TASK TO CARRY OUT:
Repeat the listing in full, preserving every character.

[Dataset rows]
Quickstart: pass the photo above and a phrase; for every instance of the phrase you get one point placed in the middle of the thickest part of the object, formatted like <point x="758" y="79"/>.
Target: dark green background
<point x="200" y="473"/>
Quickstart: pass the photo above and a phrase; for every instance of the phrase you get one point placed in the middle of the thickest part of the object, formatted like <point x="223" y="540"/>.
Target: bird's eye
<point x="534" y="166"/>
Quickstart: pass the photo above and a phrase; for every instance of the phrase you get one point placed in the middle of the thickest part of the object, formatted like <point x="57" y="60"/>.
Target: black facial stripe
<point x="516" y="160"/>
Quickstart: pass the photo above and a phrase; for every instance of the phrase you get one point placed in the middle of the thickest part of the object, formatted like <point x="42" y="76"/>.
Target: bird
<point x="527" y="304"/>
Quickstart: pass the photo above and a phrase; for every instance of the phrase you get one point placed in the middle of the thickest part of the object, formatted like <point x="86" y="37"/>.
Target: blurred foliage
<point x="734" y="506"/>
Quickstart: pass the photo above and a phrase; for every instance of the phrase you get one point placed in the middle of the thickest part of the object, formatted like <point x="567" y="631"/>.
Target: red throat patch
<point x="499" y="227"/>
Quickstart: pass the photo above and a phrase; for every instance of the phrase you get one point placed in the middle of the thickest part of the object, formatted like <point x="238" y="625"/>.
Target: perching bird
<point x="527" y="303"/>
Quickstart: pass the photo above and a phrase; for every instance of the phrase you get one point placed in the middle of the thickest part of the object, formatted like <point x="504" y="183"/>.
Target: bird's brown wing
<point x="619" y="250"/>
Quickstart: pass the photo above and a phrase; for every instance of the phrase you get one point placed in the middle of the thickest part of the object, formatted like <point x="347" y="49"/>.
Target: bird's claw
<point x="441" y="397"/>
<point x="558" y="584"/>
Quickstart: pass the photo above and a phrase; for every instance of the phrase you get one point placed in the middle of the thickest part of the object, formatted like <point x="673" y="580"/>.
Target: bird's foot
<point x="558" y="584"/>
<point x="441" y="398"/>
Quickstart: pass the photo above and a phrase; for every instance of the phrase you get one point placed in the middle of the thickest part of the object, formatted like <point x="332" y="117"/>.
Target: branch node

RESULT:
Quickstart: pass the photo above and a phrase; for every instance of the phrase you get one point placed in the middle of the thickest part of the object, formatted like <point x="758" y="79"/>.
Target: dark green background
<point x="200" y="473"/>
Quickstart: pass the photo above and a phrase; for every instance of the phrase you get one point placed in the middle of the thickest part of the object, formatted like <point x="223" y="540"/>.
Target: bird's eye
<point x="534" y="166"/>
Quickstart: pass the photo above and a phrase; for every instance of the phrase you get one point placed in the middle of the thickest part of the object, formatted like <point x="57" y="60"/>.
Target: black facial stripe
<point x="516" y="160"/>
Quickstart: pass the photo above and a phrase; for every instance of the phrase you get one point placed in the middle of the thickest part of the object, formatted like <point x="42" y="76"/>.
Target: bird
<point x="527" y="304"/>
Quickstart: pass the photo above and a phrase; for every instance of the phrase you get one point placed in the middle of the thickest part of the object, formatted like <point x="86" y="37"/>.
Target: blurred foliage
<point x="734" y="506"/>
Quickstart: pass the photo above and a phrase; for every instance of the phrase you get one point placed in the middle of the thickest part of the object, formatted like <point x="567" y="631"/>.
Target: red throat patch
<point x="499" y="227"/>
Quickstart: pass the photo above and a phrase; for every instance of the phrase you get one point placed in the middle of the thickest part of the object, formatted like <point x="238" y="625"/>.
Target: perching bird
<point x="527" y="303"/>
Quickstart: pass the photo above and a phrase; for every instance of the phrase you get one point placed in the middle of the thickest part of the object, formatted like <point x="504" y="183"/>.
Target: bird's brown wing
<point x="619" y="250"/>
Quickstart: pass the photo above and a phrase; for every instance of the phrase you get one point placed in the middle of the thickest part of the object, formatted like <point x="347" y="49"/>.
Target: bird's claw
<point x="441" y="397"/>
<point x="558" y="584"/>
Quickstart: pass the photo above and a phrase; for every instance of the phrase you get one point placed in the middle of the thickest part of the object, formatted like <point x="673" y="580"/>.
Target: bird's foot
<point x="558" y="584"/>
<point x="441" y="398"/>
Quickstart: pass the photo above and a phrase; for every instance of the phrase you get one point placed in the middle of the thickest part of the object, formatted like <point x="332" y="117"/>.
Target: branch node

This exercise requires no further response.